### [Extrait du document]
"Sana, le cristal qui consume"
Le documentaire "Sana, le cristal qui consume" suit le parcours de Vanina, André et "M" pour se défaire de leurs addictions à l'ice, aussi surnommée "sana". Pendant presque un an, Lucile Guichet-Tirao et Patita Savea ont recueilli leur parole et suivi leur combat.
L'ice est une drogue très addictive et la justice estime aujourd'hui que 10 000 Polynésiens en consomment. Une proportion très élevée rapportée au nombre d'habitants et ce, malgré son prix prohibitif (entre 250 000 et 500 000 F le gramme selon les périodes).
L'ice est arrivée il y a 20 ans sur le territoire et a bénéficié d'une image festive, "pas dormir".
Le documentaire questionne sur la prise en charge de ces toxicomanes amenés rapidement à voler et dealer pour pouvoir payer leur dose, entraînant violence et hallucinations sous l'effet du produit. Car la montée de la violence est systématique et inévitable, en raison à la fois du fort pouvoir addictif mais aussi des importants enjeux financiers.
Les trois personnages du documentaire, Vanina, André et "M" parlent avec beaucoup de lucidité de leur addiction. Mais faute de lit d'hospitalisation, c'est le système D qui prime pour se sevrer. Vanina raconte avoir été "sevrée à la dure", lors de son incarcération, avec le choc physique que cela a entraîné.
À sa sortie, elle s'est sentie seule et souffre du regard des autres, malgré son suivi une fois par mois avec un médecin du CCSAT.
André dit avoir arrêté il y a 6 ans, après un long séjour en prison et 11 passages au quartier disciplinaire qui ont fini par lui faire prendre conscience du mal qu'il reconnaît avoir fait à la société mais aussi qu'il s'est infligé à lui-même.
À sa sortie, il a choisi de s'installer au fond d'une vallée sans eau courante ni électricité. Son remède à lui pour "s'isoler de la société". Au fil du documentaire, nous le voyons partager des vidéos de la nature et délivrer des messages de prévention.
En se faisant connaître ainsi, il est de plus en plus sollicité pour intervenir auprès de jeunes.Enfin, le parcours de "M" semble plus fragile et plus chaotique. Après un passé très lourd, il peine à s'insérer dans le monde professionnel, notamment en raison de son dossier judiciaire et d'une addiction au cannabis qui subsiste.
Si des consultations hebdomadaires sont possibles au CPSA (Centre de Prevention et de Soin des Addictions, ex-CCSAT), faute de lit d'hospitalisation et de convalescence et faute de prévention, les toxicomanes et leurs familles se retrouvent livrés à eux-mêmes.
Pourtant, l'entourage joue un rôle déterminant dans le sevrage : s'il est important de couper totalement de ses fréquentations avec lesquelles on consommait le produit, le soutien des proches est également essentiel.
Difficile pourtant, lorsque le toxicomanes est en proie à des violences, des vols ou des hallucinations. Pour la justice, "les toxicomanes sont des malades qu'il faut soigner". Or, pour l'heure, la seule réponse qui existe est répressive.
Soirée débat
L'occasion d'en débattre juste après avec les invités de Maruki Dury : André qui apparaît dans le film, le procureur général près la Cour d'appel de Papeete, Thomas Pison, le docteur Romain Bourdoncle et la directrice de la Protection Judiciaire de la Jeunesse Liliane Vallois.

(Données recueillies)
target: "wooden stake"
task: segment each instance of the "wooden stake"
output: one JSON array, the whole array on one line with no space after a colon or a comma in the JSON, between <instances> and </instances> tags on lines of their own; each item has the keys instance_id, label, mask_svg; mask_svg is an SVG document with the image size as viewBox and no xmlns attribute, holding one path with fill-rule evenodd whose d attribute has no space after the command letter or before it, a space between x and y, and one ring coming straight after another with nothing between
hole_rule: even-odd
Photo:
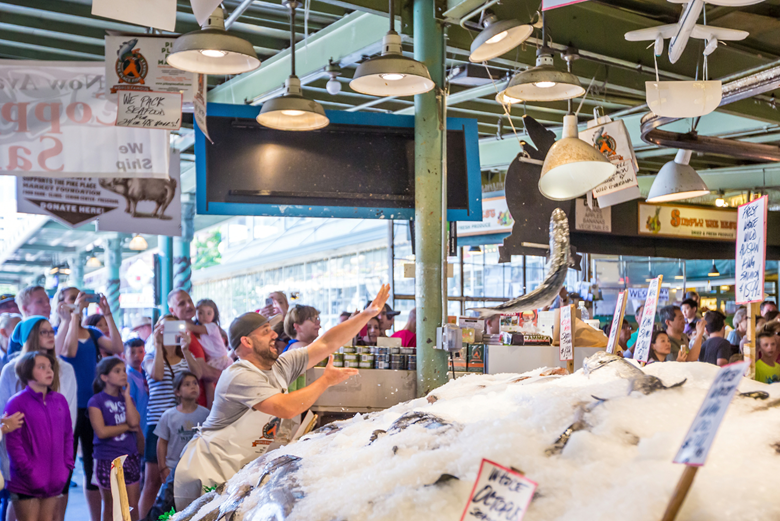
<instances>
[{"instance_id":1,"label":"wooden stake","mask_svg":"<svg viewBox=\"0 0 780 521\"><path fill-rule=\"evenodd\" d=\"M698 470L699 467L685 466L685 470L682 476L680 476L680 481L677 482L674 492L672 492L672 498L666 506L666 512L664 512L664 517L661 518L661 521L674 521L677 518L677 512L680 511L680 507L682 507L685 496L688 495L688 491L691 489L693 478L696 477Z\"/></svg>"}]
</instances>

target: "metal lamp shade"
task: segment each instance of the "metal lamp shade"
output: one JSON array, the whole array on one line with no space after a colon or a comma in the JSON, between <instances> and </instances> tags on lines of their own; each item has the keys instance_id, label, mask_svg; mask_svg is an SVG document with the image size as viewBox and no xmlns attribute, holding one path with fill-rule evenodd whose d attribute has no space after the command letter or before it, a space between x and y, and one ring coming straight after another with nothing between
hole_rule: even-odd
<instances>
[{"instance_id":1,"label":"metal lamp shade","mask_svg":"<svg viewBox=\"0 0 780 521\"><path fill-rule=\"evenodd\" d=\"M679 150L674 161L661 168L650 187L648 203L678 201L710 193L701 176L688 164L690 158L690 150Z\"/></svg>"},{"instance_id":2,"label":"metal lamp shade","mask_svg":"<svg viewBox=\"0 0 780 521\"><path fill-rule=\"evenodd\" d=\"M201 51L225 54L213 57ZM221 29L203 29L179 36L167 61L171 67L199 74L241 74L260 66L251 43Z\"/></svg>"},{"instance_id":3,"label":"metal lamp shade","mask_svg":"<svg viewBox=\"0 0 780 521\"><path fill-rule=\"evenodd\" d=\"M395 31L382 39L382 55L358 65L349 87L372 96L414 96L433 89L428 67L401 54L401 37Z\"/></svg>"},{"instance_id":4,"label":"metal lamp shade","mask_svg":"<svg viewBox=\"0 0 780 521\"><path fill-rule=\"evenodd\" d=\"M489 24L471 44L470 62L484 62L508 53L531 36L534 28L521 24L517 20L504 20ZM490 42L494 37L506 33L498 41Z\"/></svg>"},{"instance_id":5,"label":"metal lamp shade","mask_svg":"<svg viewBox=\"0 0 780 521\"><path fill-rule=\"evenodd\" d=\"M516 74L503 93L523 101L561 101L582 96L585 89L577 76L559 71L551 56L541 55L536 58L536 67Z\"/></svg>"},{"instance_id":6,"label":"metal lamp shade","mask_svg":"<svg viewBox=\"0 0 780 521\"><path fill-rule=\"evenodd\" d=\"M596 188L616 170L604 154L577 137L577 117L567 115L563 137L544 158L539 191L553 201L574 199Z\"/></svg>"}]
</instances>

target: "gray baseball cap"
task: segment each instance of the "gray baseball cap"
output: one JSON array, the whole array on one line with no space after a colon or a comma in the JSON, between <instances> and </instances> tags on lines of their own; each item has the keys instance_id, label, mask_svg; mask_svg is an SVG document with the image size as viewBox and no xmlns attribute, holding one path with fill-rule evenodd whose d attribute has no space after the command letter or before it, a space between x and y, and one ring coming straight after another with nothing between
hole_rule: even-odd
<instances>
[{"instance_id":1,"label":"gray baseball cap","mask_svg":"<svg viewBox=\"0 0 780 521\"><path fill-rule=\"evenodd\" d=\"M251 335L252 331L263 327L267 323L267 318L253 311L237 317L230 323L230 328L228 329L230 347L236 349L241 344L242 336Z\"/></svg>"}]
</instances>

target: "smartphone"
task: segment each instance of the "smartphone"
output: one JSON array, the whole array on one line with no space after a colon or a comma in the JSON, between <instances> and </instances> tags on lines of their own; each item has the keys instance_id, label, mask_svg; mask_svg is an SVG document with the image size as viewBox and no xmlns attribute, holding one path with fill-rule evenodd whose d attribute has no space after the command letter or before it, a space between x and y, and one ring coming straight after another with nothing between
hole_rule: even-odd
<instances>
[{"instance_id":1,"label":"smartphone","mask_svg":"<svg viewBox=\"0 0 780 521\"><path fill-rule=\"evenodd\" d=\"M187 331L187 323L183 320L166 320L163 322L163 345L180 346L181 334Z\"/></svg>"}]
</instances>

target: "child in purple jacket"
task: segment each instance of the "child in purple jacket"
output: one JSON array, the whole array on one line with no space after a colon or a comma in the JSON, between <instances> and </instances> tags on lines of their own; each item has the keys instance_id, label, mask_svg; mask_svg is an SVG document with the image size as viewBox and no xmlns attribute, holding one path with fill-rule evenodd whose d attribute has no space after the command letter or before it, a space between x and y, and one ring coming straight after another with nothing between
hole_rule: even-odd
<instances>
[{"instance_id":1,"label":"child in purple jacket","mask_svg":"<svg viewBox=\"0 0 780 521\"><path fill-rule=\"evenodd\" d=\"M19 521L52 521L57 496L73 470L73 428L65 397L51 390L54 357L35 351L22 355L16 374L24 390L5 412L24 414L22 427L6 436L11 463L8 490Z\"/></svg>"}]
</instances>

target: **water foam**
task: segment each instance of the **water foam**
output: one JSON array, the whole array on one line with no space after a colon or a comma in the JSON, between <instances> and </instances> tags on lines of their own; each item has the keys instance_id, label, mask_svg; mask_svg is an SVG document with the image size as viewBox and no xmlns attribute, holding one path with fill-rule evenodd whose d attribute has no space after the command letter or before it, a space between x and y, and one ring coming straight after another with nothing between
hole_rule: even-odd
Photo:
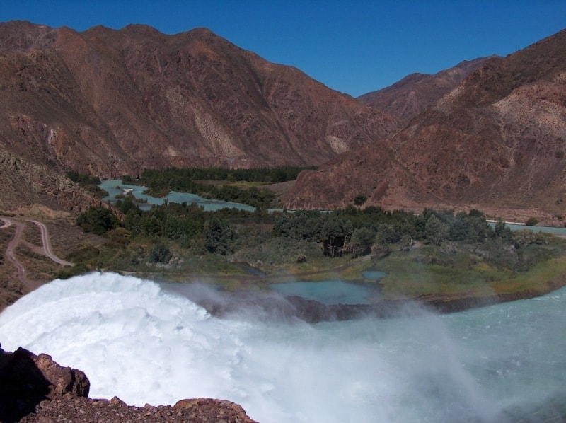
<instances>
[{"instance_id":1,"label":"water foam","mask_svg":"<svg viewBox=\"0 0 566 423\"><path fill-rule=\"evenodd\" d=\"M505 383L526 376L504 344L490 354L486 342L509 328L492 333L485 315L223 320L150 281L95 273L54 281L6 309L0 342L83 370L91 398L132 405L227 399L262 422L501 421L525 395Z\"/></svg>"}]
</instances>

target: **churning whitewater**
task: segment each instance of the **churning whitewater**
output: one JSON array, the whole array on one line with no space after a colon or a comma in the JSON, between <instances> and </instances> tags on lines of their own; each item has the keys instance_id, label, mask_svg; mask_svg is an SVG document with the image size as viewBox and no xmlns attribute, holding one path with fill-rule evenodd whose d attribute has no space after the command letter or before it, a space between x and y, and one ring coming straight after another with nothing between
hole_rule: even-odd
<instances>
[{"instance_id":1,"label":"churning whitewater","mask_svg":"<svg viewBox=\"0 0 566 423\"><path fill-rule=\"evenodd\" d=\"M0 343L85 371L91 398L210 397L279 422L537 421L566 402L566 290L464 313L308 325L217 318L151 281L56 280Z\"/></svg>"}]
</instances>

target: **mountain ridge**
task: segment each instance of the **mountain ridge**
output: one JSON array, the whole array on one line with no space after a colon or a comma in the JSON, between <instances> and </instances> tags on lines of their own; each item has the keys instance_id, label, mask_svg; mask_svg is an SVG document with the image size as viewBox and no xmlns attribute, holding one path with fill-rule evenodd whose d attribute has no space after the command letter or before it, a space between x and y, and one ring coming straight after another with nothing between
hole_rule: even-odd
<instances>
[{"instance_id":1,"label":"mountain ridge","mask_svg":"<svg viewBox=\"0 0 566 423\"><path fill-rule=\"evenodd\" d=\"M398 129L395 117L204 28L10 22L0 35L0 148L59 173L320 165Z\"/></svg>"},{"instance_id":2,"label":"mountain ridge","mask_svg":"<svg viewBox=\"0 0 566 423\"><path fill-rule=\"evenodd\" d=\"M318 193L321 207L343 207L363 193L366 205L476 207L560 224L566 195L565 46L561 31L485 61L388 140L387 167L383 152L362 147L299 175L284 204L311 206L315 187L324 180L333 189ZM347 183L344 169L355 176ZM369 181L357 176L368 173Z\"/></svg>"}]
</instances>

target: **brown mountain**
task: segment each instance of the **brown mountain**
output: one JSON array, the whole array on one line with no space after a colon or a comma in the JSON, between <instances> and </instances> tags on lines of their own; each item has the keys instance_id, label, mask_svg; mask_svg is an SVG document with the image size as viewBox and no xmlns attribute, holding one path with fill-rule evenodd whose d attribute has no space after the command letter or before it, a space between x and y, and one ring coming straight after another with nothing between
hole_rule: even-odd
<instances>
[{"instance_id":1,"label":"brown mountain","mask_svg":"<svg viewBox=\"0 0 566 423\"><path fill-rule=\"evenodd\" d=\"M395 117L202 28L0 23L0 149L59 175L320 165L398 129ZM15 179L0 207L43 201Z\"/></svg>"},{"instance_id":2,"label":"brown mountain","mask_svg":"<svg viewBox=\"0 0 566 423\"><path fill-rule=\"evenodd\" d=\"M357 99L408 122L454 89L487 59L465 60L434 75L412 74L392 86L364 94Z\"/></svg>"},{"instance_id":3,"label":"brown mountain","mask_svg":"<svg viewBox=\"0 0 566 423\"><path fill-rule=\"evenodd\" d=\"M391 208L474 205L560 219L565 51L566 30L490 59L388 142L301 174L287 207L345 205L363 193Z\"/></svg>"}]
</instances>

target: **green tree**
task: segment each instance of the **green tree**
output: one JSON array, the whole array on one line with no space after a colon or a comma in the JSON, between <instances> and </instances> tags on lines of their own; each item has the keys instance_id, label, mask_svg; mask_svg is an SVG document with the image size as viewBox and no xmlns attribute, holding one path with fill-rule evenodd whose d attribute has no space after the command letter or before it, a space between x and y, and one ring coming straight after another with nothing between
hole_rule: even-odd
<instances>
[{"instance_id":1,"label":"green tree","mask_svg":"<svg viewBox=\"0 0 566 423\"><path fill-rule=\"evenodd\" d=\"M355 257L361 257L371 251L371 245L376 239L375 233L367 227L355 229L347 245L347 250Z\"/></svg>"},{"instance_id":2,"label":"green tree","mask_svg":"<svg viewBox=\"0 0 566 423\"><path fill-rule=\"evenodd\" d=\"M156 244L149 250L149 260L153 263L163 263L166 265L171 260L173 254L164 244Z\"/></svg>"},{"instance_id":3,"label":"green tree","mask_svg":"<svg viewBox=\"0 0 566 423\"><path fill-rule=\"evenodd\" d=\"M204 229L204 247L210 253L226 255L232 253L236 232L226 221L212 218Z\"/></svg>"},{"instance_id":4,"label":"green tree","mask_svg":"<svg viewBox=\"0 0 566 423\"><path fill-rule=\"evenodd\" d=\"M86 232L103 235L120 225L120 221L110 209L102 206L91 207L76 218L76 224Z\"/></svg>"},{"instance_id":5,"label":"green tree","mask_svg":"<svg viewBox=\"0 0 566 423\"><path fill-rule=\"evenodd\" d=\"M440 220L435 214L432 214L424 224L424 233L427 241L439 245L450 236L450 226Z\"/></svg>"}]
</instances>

### [Énoncé A]
Comment se traduit en anglais cette phrase de l'extrait : « À sa sortie, il a choisi de s'installer au fond d'une vallée sans eau courante ni électricité. » ?
### [Énoncé B]
Reproduisez tout le passage de l'extrait, depuis « André dit avoir » jusqu'à « messages de prévention. » inclus.

### [Réponse A]
After his release, he chose to settle at the far end of a valley with no running water or electricity.

### [Réponse B]
André dit avoir arrêté il y a 6 ans, après un long séjour en prison et 11 passages au quartier disciplinaire qui ont fini par lui faire prendre conscience du mal qu'il reconnaît avoir fait à la société mais aussi qu'il s'est infligé à lui-même.
À sa sortie, il a choisi de s'installer au fond d'une vallée sans eau courante ni électricité. Son remède à lui pour "s'isoler de la société". Au fil du documentaire, nous le voyons partager des vidéos de la nature et délivrer des messages de prévention.